Exercise: Please set down the part of the blog post on societal collapse below word for word, from "JARED DIAMOND: Of" up to and including "20 years ago?".

Passage provided:
START

Are We at Risk of Collapse?

This blog is not for the fainthearted, but even I found this item sobering.

Mark Thoma at Economist’s View featured an interview with Jared Diamond, author of Collapse: How Societies Choose to Fail or Succeed.

Note that one commentator at Thoma’s site disputed Diamond’s argument that the genocide in Rwanda was caused by competition for declining resources. It’s a controversial, but not unfounded view. From “Human Rights and Human Welfare,” in a review of Mahmood Mamdani, When Victims Become Killers: Colonialism, Nativism, and the Genocide in Rwanda:

Mamdani is well aware of the drastic economic decline Rwanda experienced in the late 1980s and early 1990s as well as the “massive corruption” in its government (p. 151). “By the close of the 1980s,” he writes, “the World Bank was citing Rwanda as one of the three worse performing sub- Saharan countries when it came to food production” (p. 146). He notes Rwanda’s growing population and land scarcity. However, he rejects them as causes of the genocide. “No matter how
depressing these facts may seem, we need to keep in mind that there is no necessary connection between a drastic reduction in resources and deadly human conflict” (p. 198).

From the interview of Jared Diamond:

KAI RYSSDAL: There’s a technical term for what we’re doing as we eat, shop, drive and go about our daily lives. The word is “overshoot” — when a population uses up resources faster than they can be replaced.

Today, we’re consuming about 30 percent more trees, fish and fossil fuels than the planet can regenerate. We can run a deficit like this for a little while, but there are limits to how big a hole we can dig before it gets too deep to get out of.

To help understand those limits we spoke with Jared Diamond. He’s a professor of geography at the University of California, Los Angeles. You might know him better though his books — Collapse, among others. When we talked, I asked him whether we’ve overshot our resources already:

JARED DIAMOND: Of course we are in overshoot and everybody knows that we are in overshoot — and we are overshooting the things that people talk most about. First thing we’re running out of is oil, and everybody knows it. Second thing we’re running out of is water. Something like 70 percent of the fresh water in the world is already utilized. Topsoil — we’re exploiting it and it’s running off into the ocean. We’ve already exhausted something like maybe half of the topsoil that was originally in the Great Plains. And then fish and forests…

RYSSDAL: Is the rate of use increasing? Are things getting worse more quickly than they did 20 years ago?

DIAMOND: Yes, things are getting worse more quickly, for obvious reasons — namely, the human population is increasing, and worse yet, average consumption rates are increasing. That’s to say, out of the world’s six-and-a-half-billion people, the majority are in the so-called Third World, but they are working hard to catch up.

RYSSDAL: The same way that I would imagine there’s no one thing you can point to where you’d say that’s the tipping point of decline, is there one thing that can be done to reverse that decline?

END

Given material:
START

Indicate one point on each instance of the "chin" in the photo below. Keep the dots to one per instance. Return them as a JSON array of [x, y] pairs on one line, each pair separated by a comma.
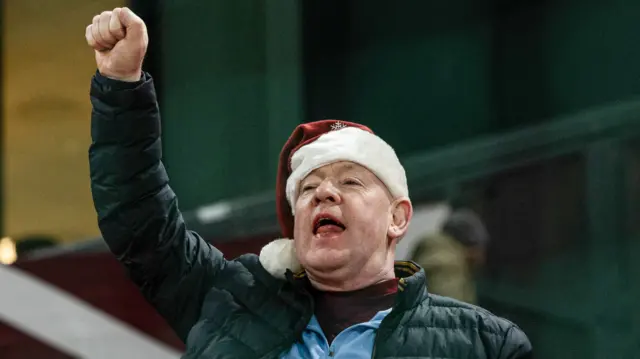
[[326, 259]]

END

Task output:
JARED DIAMOND: Of course we are in overshoot and everybody knows that we are in overshoot — and we are overshooting the things that people talk most about. First thing we’re running out of is oil, and everybody knows it. Second thing we’re running out of is water. Something like 70 percent of the fresh water in the world is already utilized. Topsoil — we’re exploiting it and it’s running off into the ocean. We’ve already exhausted something like maybe half of the topsoil that was originally in the Great Plains. And then fish and forests…

RYSSDAL: Is the rate of use increasing? Are things getting worse more quickly than they did 20 years ago?